(Stored records)
<<<<
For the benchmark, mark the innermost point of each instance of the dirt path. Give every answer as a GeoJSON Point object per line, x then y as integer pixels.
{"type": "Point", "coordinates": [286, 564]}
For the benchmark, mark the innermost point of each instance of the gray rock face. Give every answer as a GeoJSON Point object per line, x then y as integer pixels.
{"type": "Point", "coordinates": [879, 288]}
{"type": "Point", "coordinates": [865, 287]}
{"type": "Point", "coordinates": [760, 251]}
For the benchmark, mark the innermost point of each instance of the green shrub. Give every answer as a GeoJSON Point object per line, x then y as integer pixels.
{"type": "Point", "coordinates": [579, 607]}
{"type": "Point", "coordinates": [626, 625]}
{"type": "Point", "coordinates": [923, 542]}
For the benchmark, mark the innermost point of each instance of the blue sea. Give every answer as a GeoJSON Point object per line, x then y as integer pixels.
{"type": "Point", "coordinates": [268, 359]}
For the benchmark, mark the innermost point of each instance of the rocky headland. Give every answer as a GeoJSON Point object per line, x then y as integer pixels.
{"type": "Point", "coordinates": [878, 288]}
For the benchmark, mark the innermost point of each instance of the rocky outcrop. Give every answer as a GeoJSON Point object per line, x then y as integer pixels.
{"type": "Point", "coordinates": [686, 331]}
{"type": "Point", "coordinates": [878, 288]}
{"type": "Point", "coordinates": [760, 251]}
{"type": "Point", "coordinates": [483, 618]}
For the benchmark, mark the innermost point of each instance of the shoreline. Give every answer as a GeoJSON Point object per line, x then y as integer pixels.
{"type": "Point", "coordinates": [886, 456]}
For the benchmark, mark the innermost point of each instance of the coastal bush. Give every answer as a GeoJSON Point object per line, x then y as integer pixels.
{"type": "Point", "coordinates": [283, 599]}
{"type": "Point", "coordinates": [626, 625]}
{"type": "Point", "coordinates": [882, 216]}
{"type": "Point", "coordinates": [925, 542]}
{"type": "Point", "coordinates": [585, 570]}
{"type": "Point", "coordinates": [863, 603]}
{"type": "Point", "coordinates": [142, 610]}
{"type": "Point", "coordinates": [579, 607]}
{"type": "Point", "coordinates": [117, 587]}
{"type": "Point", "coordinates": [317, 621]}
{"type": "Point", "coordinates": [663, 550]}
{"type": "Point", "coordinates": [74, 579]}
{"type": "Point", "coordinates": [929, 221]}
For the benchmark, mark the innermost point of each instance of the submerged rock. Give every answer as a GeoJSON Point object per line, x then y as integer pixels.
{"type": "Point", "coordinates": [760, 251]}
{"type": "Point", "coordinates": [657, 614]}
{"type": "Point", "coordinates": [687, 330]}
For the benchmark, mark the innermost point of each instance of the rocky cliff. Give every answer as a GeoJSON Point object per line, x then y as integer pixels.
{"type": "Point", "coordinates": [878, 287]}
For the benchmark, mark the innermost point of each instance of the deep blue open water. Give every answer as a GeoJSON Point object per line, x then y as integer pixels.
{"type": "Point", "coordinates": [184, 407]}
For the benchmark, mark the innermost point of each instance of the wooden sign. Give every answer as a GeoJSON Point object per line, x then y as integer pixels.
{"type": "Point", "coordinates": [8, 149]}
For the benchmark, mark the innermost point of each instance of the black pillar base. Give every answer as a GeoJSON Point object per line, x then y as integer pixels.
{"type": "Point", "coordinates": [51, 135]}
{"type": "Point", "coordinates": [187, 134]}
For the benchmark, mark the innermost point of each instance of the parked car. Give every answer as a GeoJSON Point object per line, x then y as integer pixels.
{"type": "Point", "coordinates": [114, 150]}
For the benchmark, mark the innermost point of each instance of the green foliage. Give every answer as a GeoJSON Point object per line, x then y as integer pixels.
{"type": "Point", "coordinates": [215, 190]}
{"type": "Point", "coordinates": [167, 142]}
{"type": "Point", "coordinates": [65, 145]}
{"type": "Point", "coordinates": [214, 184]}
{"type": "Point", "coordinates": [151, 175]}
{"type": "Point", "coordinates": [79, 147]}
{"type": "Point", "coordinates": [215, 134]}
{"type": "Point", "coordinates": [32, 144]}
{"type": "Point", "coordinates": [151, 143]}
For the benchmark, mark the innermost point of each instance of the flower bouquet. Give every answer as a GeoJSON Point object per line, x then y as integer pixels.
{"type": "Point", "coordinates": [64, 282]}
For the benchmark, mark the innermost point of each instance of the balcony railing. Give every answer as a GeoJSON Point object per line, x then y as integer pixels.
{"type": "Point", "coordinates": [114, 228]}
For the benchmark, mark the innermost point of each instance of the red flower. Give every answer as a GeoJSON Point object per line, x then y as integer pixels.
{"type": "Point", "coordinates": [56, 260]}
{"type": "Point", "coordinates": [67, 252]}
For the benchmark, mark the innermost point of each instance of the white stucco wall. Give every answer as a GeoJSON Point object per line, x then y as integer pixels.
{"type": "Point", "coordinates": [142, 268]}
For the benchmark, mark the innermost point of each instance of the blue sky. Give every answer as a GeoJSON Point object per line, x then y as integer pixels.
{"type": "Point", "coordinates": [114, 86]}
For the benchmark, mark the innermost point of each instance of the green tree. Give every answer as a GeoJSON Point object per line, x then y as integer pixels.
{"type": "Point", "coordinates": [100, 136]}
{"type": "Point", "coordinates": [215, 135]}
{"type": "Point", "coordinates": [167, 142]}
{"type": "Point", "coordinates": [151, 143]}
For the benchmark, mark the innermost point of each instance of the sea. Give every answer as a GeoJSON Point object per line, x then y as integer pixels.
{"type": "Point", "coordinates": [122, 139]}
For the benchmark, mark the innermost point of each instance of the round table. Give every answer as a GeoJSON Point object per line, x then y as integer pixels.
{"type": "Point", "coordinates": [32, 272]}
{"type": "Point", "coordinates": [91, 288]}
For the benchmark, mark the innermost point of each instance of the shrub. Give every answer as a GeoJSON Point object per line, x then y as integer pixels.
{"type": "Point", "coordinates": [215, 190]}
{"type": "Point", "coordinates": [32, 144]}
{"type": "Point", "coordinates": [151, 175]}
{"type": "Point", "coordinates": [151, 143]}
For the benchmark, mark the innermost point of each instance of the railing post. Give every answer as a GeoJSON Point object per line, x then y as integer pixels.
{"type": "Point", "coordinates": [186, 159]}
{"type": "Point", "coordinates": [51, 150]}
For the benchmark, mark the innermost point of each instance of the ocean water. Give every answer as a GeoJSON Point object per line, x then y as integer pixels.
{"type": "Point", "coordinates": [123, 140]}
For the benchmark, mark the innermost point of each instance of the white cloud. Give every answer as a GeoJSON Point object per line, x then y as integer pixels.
>>>>
Directions
Give the entries once more, exactly as they appear.

Written reply
For the benchmark, mark the innermost point of each instance of the dirt path. Give every answer as a GeoJSON Point object per line, x then y as integer pixels.
{"type": "Point", "coordinates": [286, 564]}
For the benchmark, mark the innermost point of each instance of the gray rock face. Give every answer as a GeoJSON Point object per line, x then y as integer pixels.
{"type": "Point", "coordinates": [879, 288]}
{"type": "Point", "coordinates": [865, 287]}
{"type": "Point", "coordinates": [760, 251]}
For the benchmark, mark the innermost point of each instance of the green shrub. Give every answer as a GeoJSON Point object per line, x then y as integer pixels.
{"type": "Point", "coordinates": [579, 607]}
{"type": "Point", "coordinates": [626, 625]}
{"type": "Point", "coordinates": [923, 542]}
For the benchmark, mark the innermost point of each instance of the blue sea. Give every answer as a GeoJSON Point object per line, x then y as integer pixels.
{"type": "Point", "coordinates": [268, 359]}
For the benchmark, mark the innermost point of each instance of the rocky headland. Give every answer as a GeoJSON Point object per line, x then y as integer pixels.
{"type": "Point", "coordinates": [878, 288]}
For the benchmark, mark the innermost point of each instance of the rocky outcrop. Give every answer as a GeoJSON Point object per line, x then y as integer pixels.
{"type": "Point", "coordinates": [686, 331]}
{"type": "Point", "coordinates": [878, 288]}
{"type": "Point", "coordinates": [760, 251]}
{"type": "Point", "coordinates": [483, 618]}
For the benchmark, mark the innermost point of each instance of the shoreline. Give every answer as a GeoJSON Point object per line, x then y as integer pixels.
{"type": "Point", "coordinates": [886, 456]}
For the benchmark, mark the innermost point of each instance of the coastal bush. Give every answer as a GeoJSON Point object per line, x then y as integer pixels.
{"type": "Point", "coordinates": [283, 599]}
{"type": "Point", "coordinates": [626, 625]}
{"type": "Point", "coordinates": [882, 216]}
{"type": "Point", "coordinates": [925, 542]}
{"type": "Point", "coordinates": [585, 570]}
{"type": "Point", "coordinates": [863, 603]}
{"type": "Point", "coordinates": [142, 610]}
{"type": "Point", "coordinates": [579, 607]}
{"type": "Point", "coordinates": [117, 587]}
{"type": "Point", "coordinates": [317, 621]}
{"type": "Point", "coordinates": [663, 550]}
{"type": "Point", "coordinates": [74, 579]}
{"type": "Point", "coordinates": [929, 221]}
For the benchmark, mark the innermost point of each instance of the submerged rock. Give every answer as a GeoJSON Point object per line, x then y as integer pixels.
{"type": "Point", "coordinates": [760, 251]}
{"type": "Point", "coordinates": [657, 614]}
{"type": "Point", "coordinates": [687, 330]}
For the benchmark, mark the innermost point of each instance of the rocky cliff. Give every answer as a GeoJSON Point object per line, x then y as integer pixels.
{"type": "Point", "coordinates": [878, 287]}
For the benchmark, mark the innermost point of each instance of the deep blue open water. Give every answer as a GeoJSON Point object per line, x then y as integer pixels.
{"type": "Point", "coordinates": [184, 407]}
For the benchmark, mark the innermost point of each instance of the wooden sign. Give every answer as a GeoJSON Point object per line, x then y as integer pixels.
{"type": "Point", "coordinates": [8, 149]}
For the benchmark, mark the innermost point of each instance of the black pillar base. Give every answer as a GeoJSON Point object per line, x then y as integer pixels.
{"type": "Point", "coordinates": [51, 135]}
{"type": "Point", "coordinates": [187, 134]}
For the benchmark, mark the innermost point of each instance of the parked car. Give every answer as a GeoJSON Point object per line, x then y as integer pixels.
{"type": "Point", "coordinates": [114, 150]}
For the benchmark, mark the innermost point of each instance of the green foliage. Give every answer as a GeoJSON Point object per line, x then y as integer pixels.
{"type": "Point", "coordinates": [215, 190]}
{"type": "Point", "coordinates": [167, 142]}
{"type": "Point", "coordinates": [65, 145]}
{"type": "Point", "coordinates": [214, 184]}
{"type": "Point", "coordinates": [151, 175]}
{"type": "Point", "coordinates": [79, 147]}
{"type": "Point", "coordinates": [215, 134]}
{"type": "Point", "coordinates": [32, 144]}
{"type": "Point", "coordinates": [151, 143]}
For the benchmark, mark the innermost point of each instance of the flower bouquet. Give every answer as a GeoJSON Point object per line, x then y as integer pixels.
{"type": "Point", "coordinates": [64, 282]}
For the benchmark, mark the innermost point of each instance of the balcony railing. Give every answer as a GeoJSON Point object per line, x then y as integer pixels.
{"type": "Point", "coordinates": [114, 228]}
For the benchmark, mark the innermost point of each instance of the red flower. Give every answer as a GeoJSON Point object per line, x then y as integer pixels.
{"type": "Point", "coordinates": [56, 260]}
{"type": "Point", "coordinates": [67, 252]}
For the benchmark, mark the innermost point of each instance of the white stucco wall. Give every answer as a GeoJSON Point object per line, x then y as integer pixels.
{"type": "Point", "coordinates": [142, 268]}
For the benchmark, mark the innermost point of each instance of the blue sky. Give every answer as a GeoJSON Point object per line, x then y as integer pixels.
{"type": "Point", "coordinates": [114, 86]}
For the benchmark, mark the innermost point of each instance of the green tree. Give every answer as a GeoJSON Point object per line, x then y as integer pixels.
{"type": "Point", "coordinates": [100, 136]}
{"type": "Point", "coordinates": [215, 135]}
{"type": "Point", "coordinates": [167, 142]}
{"type": "Point", "coordinates": [151, 143]}
For the benchmark, mark the innermost point of each instance of the sea. Give every answer as a GeoJSON Point object per line, x then y as integer pixels.
{"type": "Point", "coordinates": [122, 139]}
For the benchmark, mark the innermost point of each instance of the round table. Give every answer as a GeoJSON Point object per line, x then y as integer pixels.
{"type": "Point", "coordinates": [32, 272]}
{"type": "Point", "coordinates": [91, 288]}
For the benchmark, mark the innermost point of each instance of the shrub. Give every answer as a GeoJSON Point object per line, x then y as integer pixels.
{"type": "Point", "coordinates": [215, 190]}
{"type": "Point", "coordinates": [32, 144]}
{"type": "Point", "coordinates": [151, 175]}
{"type": "Point", "coordinates": [151, 143]}
For the benchmark, mark the innermost point of each instance of the railing post. Give every answer as a GeoJSON Point object per line, x then y as integer pixels.
{"type": "Point", "coordinates": [186, 159]}
{"type": "Point", "coordinates": [51, 150]}
For the benchmark, mark the innermost point of each instance of the ocean water. Give every answer as a GeoJSON Point object per line, x then y as integer pixels.
{"type": "Point", "coordinates": [123, 140]}
For the benchmark, mark the innermost point of each instance of the white cloud. Give every answer as a GeoJSON Point object per line, x then y as integer pixels.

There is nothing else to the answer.